EXTRACTED TEXT:
-.-.-

As a feasibly unfeasible solution, Malinowska proposes the concept of the Ivory Tower—a metaphorical place of mental isolation and intellectual pursuits and, in the Christian tradition, an epithet for the Virgin Mary. The Ivory Tower also represents a very real Armageddon for ‘ivory-producing’ animal species, doomed to provide building material for such aspirational structures. Malinowska elaborates on this fantasy and its relations to other cultural phenomena through a series of sculptures, and a collection of renderings and works on paper, created in conversation with Thomas Pace, a young architecture student.

In 2010, in the Polish town of Świebodzin, a 172 ft. sculpture of Christ the King was erected and upon its completion registered in the Guinness Book of World Records as the planet’s tallest representation of Christ. The competition for the world’s tallest Jesus is ongoing. Today, the Jesus of Świebodzin is no longer the tallest, but continues to hold a respectable position in third or fourth place (depending on whether the pedestal and crown are considered). It also happens to be a particularly unimaginative depiction of Christ and looks as if it was produced by the world’s biggest 3-D printer. The sculpture, in all its kitschy glory, sparked Malinowska’s fantasy of building an ivory (or faux ivory) tower that would be taller by a few feet.

The artist credits a childhood memory for inspiring her interest in the Ivory Tower; she recalls accompanying her grandmother to church when the Litany of Loreto was being recited during a service dedicated to the Virgin Mary. The litany, which has many perplexing and mystically poetic images, includes the line, “Tower of ivory, pray for us”. This provoked perhaps her first experience of "critical thinking," as she tried to analyze and process the fascinating and terrifying proposition of such a structure. Sitting in her pew, she tried to imagine how many elephants would have to be slaughtered to provide enough ivory to erect a vertical building that deserved to be called a tower.

Malinowska’s imagery and materials—cow bones as a substitute for precious ivory, flying saucers to be smashed, teeth, chains, boomerangs, and mammals fighting snakes—carry a loaded and irreducible set of meanings that are the essence of her playfully anxious and spiritually messy cosmology. A cosmology where Philip Guston exists as a prophet, speaking divine truths through dark talismans distilled from visions of hooded Klansmen, bare light bulbs and wrist watches.

-.-.-

Stored records:
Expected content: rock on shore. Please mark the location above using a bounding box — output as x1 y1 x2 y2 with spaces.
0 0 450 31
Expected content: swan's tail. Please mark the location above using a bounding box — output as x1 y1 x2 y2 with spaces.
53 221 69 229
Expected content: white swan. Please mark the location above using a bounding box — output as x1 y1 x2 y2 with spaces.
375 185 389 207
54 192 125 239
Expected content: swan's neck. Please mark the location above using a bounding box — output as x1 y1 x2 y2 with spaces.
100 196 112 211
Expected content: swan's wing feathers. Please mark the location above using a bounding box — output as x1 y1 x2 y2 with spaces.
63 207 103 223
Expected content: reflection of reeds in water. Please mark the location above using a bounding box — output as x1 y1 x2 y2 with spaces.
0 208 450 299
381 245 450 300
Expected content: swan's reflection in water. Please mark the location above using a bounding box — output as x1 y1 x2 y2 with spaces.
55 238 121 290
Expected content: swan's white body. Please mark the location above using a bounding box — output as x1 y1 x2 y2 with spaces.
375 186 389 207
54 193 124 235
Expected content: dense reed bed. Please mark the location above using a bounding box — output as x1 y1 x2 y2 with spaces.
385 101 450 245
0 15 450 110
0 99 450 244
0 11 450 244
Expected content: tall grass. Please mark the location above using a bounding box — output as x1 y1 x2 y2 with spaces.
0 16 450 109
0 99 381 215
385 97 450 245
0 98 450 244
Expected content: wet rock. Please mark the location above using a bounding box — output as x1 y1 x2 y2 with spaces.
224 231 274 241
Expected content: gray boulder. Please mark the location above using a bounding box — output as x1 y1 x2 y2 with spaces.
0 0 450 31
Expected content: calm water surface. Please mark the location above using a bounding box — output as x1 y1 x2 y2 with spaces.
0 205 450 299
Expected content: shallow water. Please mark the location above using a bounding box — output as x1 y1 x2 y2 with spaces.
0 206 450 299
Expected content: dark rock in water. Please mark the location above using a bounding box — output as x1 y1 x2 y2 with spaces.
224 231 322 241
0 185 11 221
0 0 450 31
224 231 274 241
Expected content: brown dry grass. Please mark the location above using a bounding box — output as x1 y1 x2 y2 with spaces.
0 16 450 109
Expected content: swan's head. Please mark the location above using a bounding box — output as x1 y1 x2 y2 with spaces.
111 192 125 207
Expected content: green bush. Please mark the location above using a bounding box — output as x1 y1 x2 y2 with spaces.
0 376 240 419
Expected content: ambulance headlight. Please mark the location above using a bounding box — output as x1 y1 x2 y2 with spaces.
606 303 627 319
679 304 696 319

-.-.-

EXERCISE TASKS:
1. Decide whether each statement agrees with the text on Malinowska's Ivory Tower, answering yes or no and quoting the deciding words. (a) The sculpture of Christ the King in Świebodzin is 172 ft. tall. (b) The Jesus of Świebodzin is still the tallest representation of Christ in the world. (c) Malinowska made her renderings and works on paper in conversation with an architecture student.
2. Write the next passage of the text on Malinowska's Ivory Tower, picking up right after its final sentence.

SET OF ANSWERS:
1.
(a) Yes: "a 172 ft. sculpture of Christ the King was erected"
(b) No: "Today, the Jesus of Świebodzin is no longer the tallest"
(c) Yes: "created in conversation with Thomas Pace, a young architecture student"

2.
In addition to the drawings and sculptures, a sound installation A Morning in 1953 (Messiaen Reversed, Birds Released), created in collaboration with C.T. Jasper, will be presented in the project room. This 8-channel work is based on Réveil des Oiseaux, a composition for piano and orchestra by the legendary Modernist composer Olivier Messiaen (1908-1982). Premiered in 1953, the piece is claimed to be the fruit of painstaking transcription of the songs of 38 species of birds. Working together with the sound engineer, Katarzyna Figat, the artists re-create and re-construct the original score by removing (most of) the man-made sounds and replacing them with recorded bird calls from the collection of Cornell’s Macaulay Library, calls that Messiaen used as “prototypes”. Alongside the sounds of birds, viewers will encounter a group of small cat and bird-related pieces by Grace Sachi Troxell, Laura Robert, Jan Baracz, and Hans Witschi.

Joanna Malinowska’s projects have been exhibited in both solo and group exhibitions in the United States, Europe, Asia and the Caribbean at venues such as the Sculpture Center, Art in General, Postmasters, and CANADA, all in New York; Analix Forever, Geneve; Espace Culturel Louis Vuitton, Paris; Saatchi Gallery, London; Nottingham Contemporary, Nottingham, United Kingdom; Yokohama Museum of Art, Yokohama, Japan; Centre for Contemporary Art Ujazdowski Castle and Zacheta—National Gallery of Art in Warsaw. She was also included in the Whitney Biennial 2012 and the 56th Venice Biennale 2015 (in collaboration with C.T. Jasper). Her most recent museum presentation was Suplement (2022), a two-person survey show with C.T. Jasper at Muzeum Emigracji in Gdynia, Poland. A graduate of the sculpture departments at Rutgers University and Yale School of Art, Malinowska has received awards from the John Simon Guggenheim Foundation, the Pollock-Krasner Foundation, and the Polish Ministry of Culture and National Heritage, among others. Her work is included in the collections of the Saatchi Collection in London, Zacheta National Gallery of Art in Warsaw, the Hirshhorn Museum in Washington, D.C., and Takashi Murakami’s Collection in Japan.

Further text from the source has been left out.